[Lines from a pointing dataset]
◇ ◇ ◇ ◇ ◇

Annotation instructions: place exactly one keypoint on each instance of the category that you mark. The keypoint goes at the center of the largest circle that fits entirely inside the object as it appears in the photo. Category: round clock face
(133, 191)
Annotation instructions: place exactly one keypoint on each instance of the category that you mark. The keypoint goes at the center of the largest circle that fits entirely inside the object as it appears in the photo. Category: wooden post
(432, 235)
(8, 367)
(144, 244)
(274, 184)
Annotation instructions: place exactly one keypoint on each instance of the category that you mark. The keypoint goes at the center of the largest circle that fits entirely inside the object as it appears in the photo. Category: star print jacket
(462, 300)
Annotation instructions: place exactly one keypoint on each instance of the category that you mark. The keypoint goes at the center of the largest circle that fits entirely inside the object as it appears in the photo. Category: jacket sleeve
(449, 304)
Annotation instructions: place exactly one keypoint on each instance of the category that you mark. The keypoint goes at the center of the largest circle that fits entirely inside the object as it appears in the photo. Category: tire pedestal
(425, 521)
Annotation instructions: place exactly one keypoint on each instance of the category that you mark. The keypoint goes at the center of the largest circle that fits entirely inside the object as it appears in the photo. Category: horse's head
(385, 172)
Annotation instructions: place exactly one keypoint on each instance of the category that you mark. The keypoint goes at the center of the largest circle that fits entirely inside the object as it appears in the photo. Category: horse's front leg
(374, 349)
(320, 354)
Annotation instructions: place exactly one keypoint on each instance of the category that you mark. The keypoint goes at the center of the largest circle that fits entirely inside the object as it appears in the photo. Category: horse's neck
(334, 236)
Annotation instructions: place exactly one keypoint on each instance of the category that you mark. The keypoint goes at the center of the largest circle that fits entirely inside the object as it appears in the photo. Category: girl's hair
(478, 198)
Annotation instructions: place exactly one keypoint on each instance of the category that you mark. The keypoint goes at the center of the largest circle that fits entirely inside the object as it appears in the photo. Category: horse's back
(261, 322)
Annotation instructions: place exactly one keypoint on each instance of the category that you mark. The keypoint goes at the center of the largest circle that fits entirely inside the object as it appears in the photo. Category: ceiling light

◇ ◇ ◇ ◇ ◇

Copy every line above verbatim, from the first to the last.

**Solution below**
Annotation instructions: place exactly one keypoint on each instance of the category that you mark. The keypoint goes at the center of the largest circle that fits entirely inside the object as it appears in the photo. Category: round clock face
(133, 191)
Annotation instructions: place exactly one keypoint on each instance of the category that you mark. The keypoint goes at the center of the largest circle that fits entirely inside the object as it appears in the photo. Category: wooden post
(432, 235)
(8, 367)
(144, 244)
(274, 184)
Annotation instructions: place exactly one keypoint on each instance of the category that you mark. The keypoint goes at the center of the largest circle that fits entirely inside the object as it appears in the photo. Category: star print jacket
(462, 300)
Annotation instructions: place exactly one keypoint on each instance of the category that you mark. The keypoint goes at the center of the largest circle that fits entirely inside the object as it appears in the photo. Category: jacket sleeve
(449, 304)
Annotation instructions: place exactly one keypoint on each instance of the category that you mark. The keypoint goes at the center of the largest circle that fits entirely inside the object as it appears in the photo. Category: tire pedestal
(425, 521)
Annotation instructions: place exactly one keypoint on each instance of the category that you mark. The keypoint goes at the center of the largest circle that fits entirely inside the object as it appears in the photo. Category: horse's head
(385, 172)
Annotation instructions: place exactly one keypoint on each instance of the category that you mark. The keypoint goes at the center of the largest circle that fits entirely inside the object as it appears in the photo. Category: horse's front leg
(374, 349)
(320, 354)
Annotation instructions: place exactly one keypoint on each instance of the category that you mark. The keypoint goes at the center of the largest circle that fits entirely inside the object as it appears in the photo. Category: horse's neck
(334, 236)
Annotation instructions: place exactly one keypoint on each instance of the category that you mark. The keypoint goes at the center of the largest circle that fits entirely inside the object as it appears in the photo. Category: girl's hair
(478, 198)
Annotation instructions: place exactly one keypoint on each instance of the category that you mark. The keypoint goes at the center of the largest circle that fits entirely inside the object as it appears in the photo. Category: horse's back
(261, 322)
Annotation instructions: place exactly one keypoint on each instance of the category that you mark. The keypoint goes at the center of the largest circle that fits entirely inside the object as it appears in the photo. Category: ceiling light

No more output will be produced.